### EXERCISE AIM
I need all the entries repeated exactly as written.

++++ SOURCE DATA

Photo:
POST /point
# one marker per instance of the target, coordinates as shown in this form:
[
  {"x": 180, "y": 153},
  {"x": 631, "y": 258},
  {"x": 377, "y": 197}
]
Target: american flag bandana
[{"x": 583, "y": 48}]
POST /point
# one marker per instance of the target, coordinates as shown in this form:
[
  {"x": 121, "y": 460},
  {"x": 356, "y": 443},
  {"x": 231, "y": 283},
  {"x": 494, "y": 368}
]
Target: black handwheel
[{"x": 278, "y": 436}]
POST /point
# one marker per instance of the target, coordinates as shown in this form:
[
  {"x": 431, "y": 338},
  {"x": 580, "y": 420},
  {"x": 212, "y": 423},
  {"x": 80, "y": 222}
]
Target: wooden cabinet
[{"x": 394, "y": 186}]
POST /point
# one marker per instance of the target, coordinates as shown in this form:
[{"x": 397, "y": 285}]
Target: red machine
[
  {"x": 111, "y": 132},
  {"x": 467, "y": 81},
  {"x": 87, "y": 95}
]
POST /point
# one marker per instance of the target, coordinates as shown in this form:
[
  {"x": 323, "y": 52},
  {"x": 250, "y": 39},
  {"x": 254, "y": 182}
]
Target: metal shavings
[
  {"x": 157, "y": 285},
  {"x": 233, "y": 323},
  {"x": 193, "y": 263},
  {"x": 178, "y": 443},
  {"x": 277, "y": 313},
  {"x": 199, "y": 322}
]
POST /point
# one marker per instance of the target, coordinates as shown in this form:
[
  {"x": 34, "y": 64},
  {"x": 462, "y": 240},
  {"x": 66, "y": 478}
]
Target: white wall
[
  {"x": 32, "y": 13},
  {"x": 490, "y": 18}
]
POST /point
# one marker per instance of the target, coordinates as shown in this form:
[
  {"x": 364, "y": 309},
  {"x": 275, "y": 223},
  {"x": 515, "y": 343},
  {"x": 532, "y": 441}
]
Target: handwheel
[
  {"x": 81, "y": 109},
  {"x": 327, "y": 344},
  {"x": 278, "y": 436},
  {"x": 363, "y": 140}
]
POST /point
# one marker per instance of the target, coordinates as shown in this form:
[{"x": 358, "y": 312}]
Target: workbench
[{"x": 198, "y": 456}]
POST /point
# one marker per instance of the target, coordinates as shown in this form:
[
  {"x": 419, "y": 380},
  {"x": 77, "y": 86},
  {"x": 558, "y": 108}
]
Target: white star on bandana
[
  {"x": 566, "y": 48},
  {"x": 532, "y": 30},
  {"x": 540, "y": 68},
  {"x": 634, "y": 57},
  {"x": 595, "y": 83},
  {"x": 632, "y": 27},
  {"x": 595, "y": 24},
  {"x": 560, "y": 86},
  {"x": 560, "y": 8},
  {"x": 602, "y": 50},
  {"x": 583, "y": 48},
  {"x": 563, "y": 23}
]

++++++++

### SOLUTION TO THIS TASK
Photo:
POST /point
# one marker per instance of the target, coordinates as shown in this form:
[
  {"x": 180, "y": 153},
  {"x": 631, "y": 258},
  {"x": 377, "y": 197}
]
Target: american flag bandana
[{"x": 583, "y": 48}]
POST /point
# one marker per instance of the target, coordinates as shown in this form:
[
  {"x": 121, "y": 460},
  {"x": 356, "y": 443},
  {"x": 231, "y": 283},
  {"x": 494, "y": 368}
]
Target: black handwheel
[{"x": 278, "y": 436}]
POST /point
# one marker per instance of the target, coordinates as shown in this form:
[
  {"x": 431, "y": 338},
  {"x": 580, "y": 420},
  {"x": 212, "y": 423},
  {"x": 80, "y": 222}
]
Target: wooden cabinet
[{"x": 394, "y": 186}]
POST /point
# one marker per instance of the target, coordinates as shown in this form:
[{"x": 397, "y": 285}]
Target: red machine
[
  {"x": 111, "y": 132},
  {"x": 467, "y": 81},
  {"x": 87, "y": 95}
]
POST /point
# one marker per instance of the target, coordinates as shown in this form:
[
  {"x": 323, "y": 52},
  {"x": 250, "y": 39},
  {"x": 254, "y": 182}
]
Target: metal shavings
[
  {"x": 157, "y": 285},
  {"x": 233, "y": 323},
  {"x": 193, "y": 263},
  {"x": 178, "y": 443},
  {"x": 277, "y": 313},
  {"x": 199, "y": 322}
]
POST /point
# one marker per instance of the target, coordinates as shown in this form:
[
  {"x": 34, "y": 64},
  {"x": 462, "y": 240},
  {"x": 66, "y": 478}
]
Target: white wall
[
  {"x": 32, "y": 13},
  {"x": 490, "y": 18}
]
POST /point
# one marker per instance of the target, coordinates as shown in this form:
[
  {"x": 364, "y": 309},
  {"x": 275, "y": 223},
  {"x": 515, "y": 343},
  {"x": 532, "y": 441}
]
Target: handwheel
[
  {"x": 81, "y": 109},
  {"x": 327, "y": 344},
  {"x": 278, "y": 436},
  {"x": 363, "y": 140}
]
POST /point
# one marker per instance of the target, coordinates as shown in this form:
[{"x": 358, "y": 312}]
Target: workbench
[{"x": 198, "y": 456}]
POST /point
# one marker per instance of the target, coordinates as shown in this form:
[
  {"x": 419, "y": 380},
  {"x": 77, "y": 86},
  {"x": 558, "y": 108}
]
Target: white star on bandana
[
  {"x": 566, "y": 48},
  {"x": 532, "y": 30},
  {"x": 540, "y": 68},
  {"x": 634, "y": 57},
  {"x": 595, "y": 83},
  {"x": 632, "y": 27},
  {"x": 595, "y": 24},
  {"x": 560, "y": 86},
  {"x": 560, "y": 8},
  {"x": 602, "y": 50},
  {"x": 583, "y": 48},
  {"x": 563, "y": 23}
]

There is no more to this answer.